> Aim of the exercise
Only the lines from the one containing "column 182, row 31" through the final line of the material below should be output, exactly as they stand.

-------

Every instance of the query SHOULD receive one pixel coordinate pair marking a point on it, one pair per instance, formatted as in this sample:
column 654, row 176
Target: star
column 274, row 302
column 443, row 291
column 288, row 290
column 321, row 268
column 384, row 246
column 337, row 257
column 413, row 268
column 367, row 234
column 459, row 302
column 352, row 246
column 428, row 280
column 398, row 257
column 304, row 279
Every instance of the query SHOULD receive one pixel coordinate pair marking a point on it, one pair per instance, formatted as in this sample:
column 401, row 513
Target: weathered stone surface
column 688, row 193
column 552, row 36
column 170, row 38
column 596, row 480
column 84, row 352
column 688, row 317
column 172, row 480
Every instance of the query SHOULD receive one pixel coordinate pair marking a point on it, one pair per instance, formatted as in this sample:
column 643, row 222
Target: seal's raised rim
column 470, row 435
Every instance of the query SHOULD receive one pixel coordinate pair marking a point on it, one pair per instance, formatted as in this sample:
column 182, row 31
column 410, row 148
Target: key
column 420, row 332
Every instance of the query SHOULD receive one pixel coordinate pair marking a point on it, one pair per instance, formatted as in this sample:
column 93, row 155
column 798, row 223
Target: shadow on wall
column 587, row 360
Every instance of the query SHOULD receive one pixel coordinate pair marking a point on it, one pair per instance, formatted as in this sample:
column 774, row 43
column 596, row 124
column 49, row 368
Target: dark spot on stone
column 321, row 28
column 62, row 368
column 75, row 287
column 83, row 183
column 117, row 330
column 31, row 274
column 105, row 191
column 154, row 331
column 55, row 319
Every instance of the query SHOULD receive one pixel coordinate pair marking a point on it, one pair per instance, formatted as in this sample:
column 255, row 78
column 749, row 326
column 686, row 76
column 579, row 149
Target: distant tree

-------

> Output for this exercise
column 182, row 31
column 410, row 148
Target: key
column 420, row 332
Every instance of the query SHOULD receive one pixel coordinate pair marking a point on it, one pair per instance, formatted as in this sample:
column 93, row 155
column 798, row 223
Target: shadow on wall
column 587, row 360
Every instance of the query SHOULD receive one pixel coordinate pair marking a point on it, one pair per instance, formatted as in this sample:
column 774, row 43
column 596, row 124
column 49, row 368
Target: dark spot on stone
column 321, row 28
column 62, row 368
column 75, row 287
column 83, row 183
column 117, row 330
column 31, row 274
column 105, row 191
column 154, row 331
column 55, row 319
Every instance of the query SHOULD receive one pixel coordinate pair marking a point on it, one pair per instance, formatted as in this sample:
column 255, row 78
column 749, row 326
column 686, row 76
column 579, row 149
Target: distant tree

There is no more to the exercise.